(Excerpts of location labeling data)
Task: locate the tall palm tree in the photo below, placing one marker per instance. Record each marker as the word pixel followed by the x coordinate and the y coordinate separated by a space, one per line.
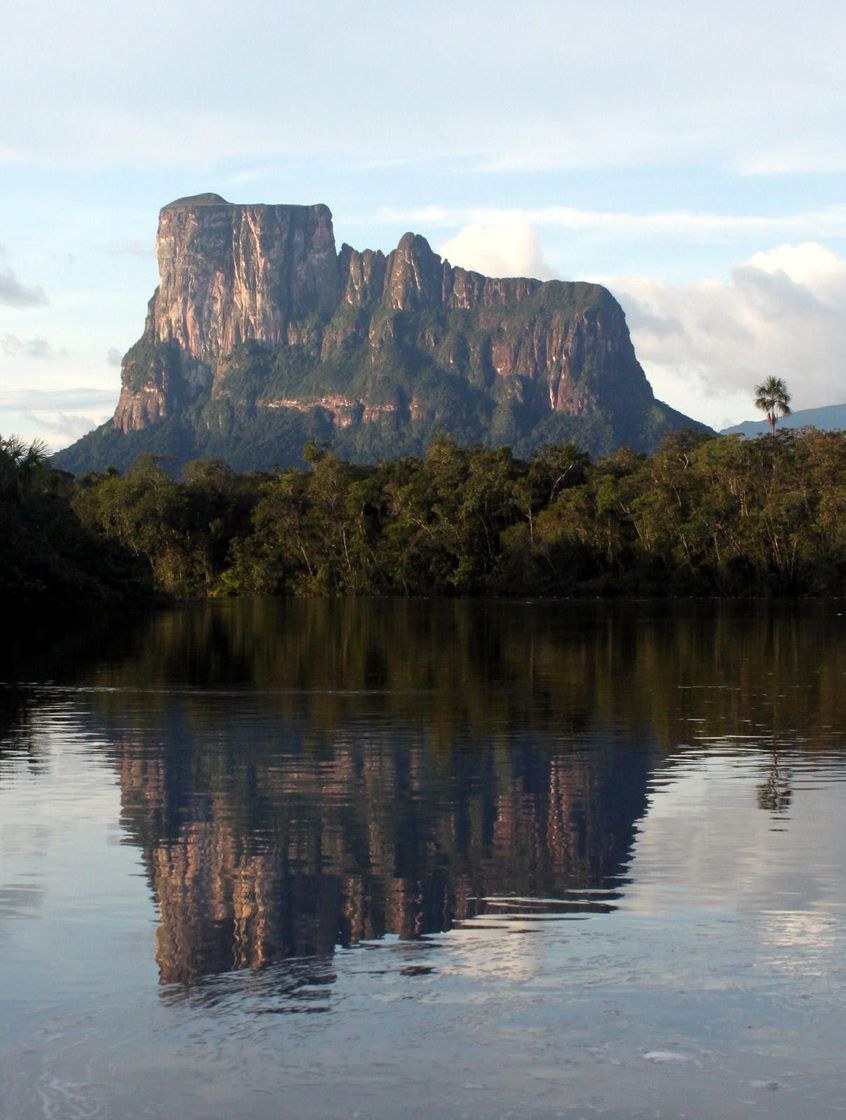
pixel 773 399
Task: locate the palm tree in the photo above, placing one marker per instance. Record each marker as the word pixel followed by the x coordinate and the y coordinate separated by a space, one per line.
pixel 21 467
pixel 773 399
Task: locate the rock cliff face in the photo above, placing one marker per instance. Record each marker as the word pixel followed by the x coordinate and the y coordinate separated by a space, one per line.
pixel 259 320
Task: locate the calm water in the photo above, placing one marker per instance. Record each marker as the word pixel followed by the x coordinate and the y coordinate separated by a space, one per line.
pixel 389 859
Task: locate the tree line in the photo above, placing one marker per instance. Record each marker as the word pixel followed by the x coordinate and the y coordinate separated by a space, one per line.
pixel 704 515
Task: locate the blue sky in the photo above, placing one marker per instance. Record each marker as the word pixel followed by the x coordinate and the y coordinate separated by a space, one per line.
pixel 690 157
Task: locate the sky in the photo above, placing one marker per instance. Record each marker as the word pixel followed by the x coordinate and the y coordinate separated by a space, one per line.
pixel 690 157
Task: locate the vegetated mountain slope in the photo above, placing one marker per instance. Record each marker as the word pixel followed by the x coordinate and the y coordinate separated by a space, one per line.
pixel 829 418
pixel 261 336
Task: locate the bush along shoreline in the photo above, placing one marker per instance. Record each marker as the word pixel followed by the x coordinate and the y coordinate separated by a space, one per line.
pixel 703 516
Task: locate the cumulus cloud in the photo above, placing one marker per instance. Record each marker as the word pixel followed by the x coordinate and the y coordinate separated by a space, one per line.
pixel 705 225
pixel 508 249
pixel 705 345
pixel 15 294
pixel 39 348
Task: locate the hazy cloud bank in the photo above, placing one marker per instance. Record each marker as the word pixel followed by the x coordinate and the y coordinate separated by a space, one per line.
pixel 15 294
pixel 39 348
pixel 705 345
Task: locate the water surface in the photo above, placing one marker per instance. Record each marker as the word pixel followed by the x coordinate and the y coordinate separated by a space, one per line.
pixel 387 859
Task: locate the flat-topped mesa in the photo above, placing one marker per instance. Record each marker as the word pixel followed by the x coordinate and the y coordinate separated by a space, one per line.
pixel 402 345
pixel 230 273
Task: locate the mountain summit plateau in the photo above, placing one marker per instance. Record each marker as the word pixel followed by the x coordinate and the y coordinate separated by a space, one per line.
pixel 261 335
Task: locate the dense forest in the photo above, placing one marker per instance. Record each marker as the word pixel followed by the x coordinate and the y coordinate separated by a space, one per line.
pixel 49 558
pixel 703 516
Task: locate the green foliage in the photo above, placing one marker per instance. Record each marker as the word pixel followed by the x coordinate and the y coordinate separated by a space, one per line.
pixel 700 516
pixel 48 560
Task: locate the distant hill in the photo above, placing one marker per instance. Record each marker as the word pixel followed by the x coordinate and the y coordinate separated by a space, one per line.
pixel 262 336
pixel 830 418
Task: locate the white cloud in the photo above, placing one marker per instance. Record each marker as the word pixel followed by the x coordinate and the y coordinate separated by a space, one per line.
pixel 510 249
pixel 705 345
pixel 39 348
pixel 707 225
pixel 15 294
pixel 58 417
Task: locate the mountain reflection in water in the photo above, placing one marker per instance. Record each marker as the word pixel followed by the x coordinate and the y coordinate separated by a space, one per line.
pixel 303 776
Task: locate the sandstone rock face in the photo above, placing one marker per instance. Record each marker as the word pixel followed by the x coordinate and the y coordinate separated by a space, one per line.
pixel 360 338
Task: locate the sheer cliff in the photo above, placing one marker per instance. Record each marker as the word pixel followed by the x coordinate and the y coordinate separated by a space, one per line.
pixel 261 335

◆ **What to produce**
Rewrite all of the records above, changing every "marker" to "point" and leaving everything else untouched. Omit the pictures from your version.

◆ **Result**
Task: locate the tall palm tree in the photo below, placing one point per instance. Record each point as the word pixel followed by the x coordinate and the y coordinate separated by a space, one per line.
pixel 773 399
Task: locate the palm tree in the photo above, placing one point per instance. Record each point as the word pixel followed by the x coordinate and the y coordinate separated by a space, one per line.
pixel 21 467
pixel 773 399
Task: locate the rock cliff face in the photo above, placing one point per instance. Record each point as the word pixel followed by the x coordinate and the y coordinate separated by a space, one per line.
pixel 259 320
Task: locate the calm water in the photo above, placing one point per instance. Record each point as the word pixel followed by the x coordinate and the y coordinate separated by a space, one per line.
pixel 389 859
Task: locate the tree line in the photo above, placing one point per instance. Record each point as the word pixel followed by the x coordinate and the y coordinate separated by a space, one per line.
pixel 704 515
Task: locate the blue sky in the photo above, placing one point per instance. Record each point as the word pixel followed by the x coordinate and the y coordinate separated by a space, one per line.
pixel 690 157
Task: locate the sky in the photo above, placing one point per instance. Record each point as the word pixel followed by the x coordinate and the y coordinate separated by a space, one per line.
pixel 690 157
Task: locate the vegetated mountain slope in the photo above, placing one point per instance. Record each point as the word pixel followed by the x coordinate and the y coordinate separated by a space, one per line.
pixel 829 418
pixel 261 336
Task: locate the bush along shoreline in the photo above, placing one point per instance. Record each point as the word pixel followed by the x coordinate and the y coordinate separated by a space, one per line.
pixel 703 516
Task: locate the cumulus cloud in the photo above, placing one point per instance. Record each point as the word pixel followed by the x coordinate and the y coordinate separated by a space, one per line.
pixel 705 225
pixel 508 249
pixel 705 345
pixel 15 294
pixel 39 348
Task: locate the hazy cloud bank in the photo above, placing one point per instance. Record each point as the word pixel followed by the x coordinate and the y coordinate separated by a space, one per line.
pixel 15 294
pixel 39 348
pixel 705 345
Task: locate the water surface in the photo above, placing one point per instance. Record each point as the word pixel followed by the x coordinate and the y coordinate separated by a space, one per line.
pixel 387 859
Task: locate the flat-topped mesa in the photo above, placing one point per instance. Record each point as the word pixel followed by the x coordinate and the y coordinate separated by a space, one per line.
pixel 402 345
pixel 230 273
Task: locate the mountain summit plateau in the photo above, placing one point per instance. Record each point as the word pixel followed by the x coordinate and the y coordinate separated by a space, one per line.
pixel 261 335
Task: locate the dense forest in the photo above, placing one point per instance. Record each point as the word pixel followed by the x coordinate and the y coordinate separated by a space, one per line.
pixel 49 558
pixel 703 516
Task: locate the green foliage in the photo above, placing one point per instance. Record each point as the word pixel followed by the x coordinate and the y coordinate separated by a space, one per line.
pixel 700 516
pixel 48 560
Task: locate the distant hill in the photo above, placing one point per instance. Record each point as the word pixel followed by the x coordinate and the y coordinate separated by a space, one per line.
pixel 262 336
pixel 830 418
Task: locate the white cloud in the photo above, placing one point per instance. Record each point as the word pixel followed by the x coordinate and the y coordinate separated by a space, one per line.
pixel 510 249
pixel 705 345
pixel 39 348
pixel 707 225
pixel 15 294
pixel 58 417
Task: locate the mountain reflection in water in the photo above, placing one point per instance. Record each point as the word pixel followed by the x coordinate and the y coordinate separated by a space, one per line.
pixel 303 776
Task: locate the sandstone rock face in the photo above, placing one point per instance. Record each point as the word pixel followed by the x coordinate and the y coordinate separated by a space, one per line.
pixel 360 338
Task: locate the sheer cliff in the photo above, placing one point per instance. Record each point as the word pixel followed by the x coordinate and the y coordinate separated by a space, one per line.
pixel 261 335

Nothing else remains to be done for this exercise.